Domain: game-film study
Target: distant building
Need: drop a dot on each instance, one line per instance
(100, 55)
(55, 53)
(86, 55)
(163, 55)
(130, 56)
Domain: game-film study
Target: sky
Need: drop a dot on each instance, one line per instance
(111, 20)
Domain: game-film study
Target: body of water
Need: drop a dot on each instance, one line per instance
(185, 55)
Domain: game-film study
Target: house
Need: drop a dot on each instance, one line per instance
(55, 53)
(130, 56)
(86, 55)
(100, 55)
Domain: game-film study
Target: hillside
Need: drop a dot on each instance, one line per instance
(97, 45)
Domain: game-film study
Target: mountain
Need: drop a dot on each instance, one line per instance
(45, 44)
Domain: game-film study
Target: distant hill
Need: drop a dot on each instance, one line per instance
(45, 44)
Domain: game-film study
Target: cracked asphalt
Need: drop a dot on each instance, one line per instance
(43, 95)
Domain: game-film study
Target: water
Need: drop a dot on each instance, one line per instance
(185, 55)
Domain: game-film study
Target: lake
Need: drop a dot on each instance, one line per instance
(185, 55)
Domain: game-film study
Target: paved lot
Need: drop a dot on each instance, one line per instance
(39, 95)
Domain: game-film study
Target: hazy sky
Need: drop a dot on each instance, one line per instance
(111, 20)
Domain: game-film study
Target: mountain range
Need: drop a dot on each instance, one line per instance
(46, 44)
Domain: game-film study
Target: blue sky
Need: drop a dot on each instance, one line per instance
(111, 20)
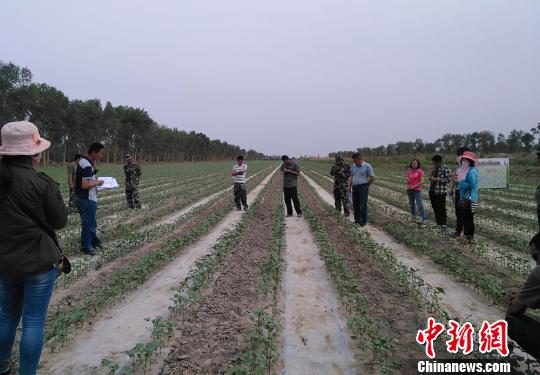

§

#### TASK ITEM:
I'd like every line with the string "mountain" copied from the listing.

#### RESPONSE TO THE EXERCISE:
Target: mountain
Target: mountain range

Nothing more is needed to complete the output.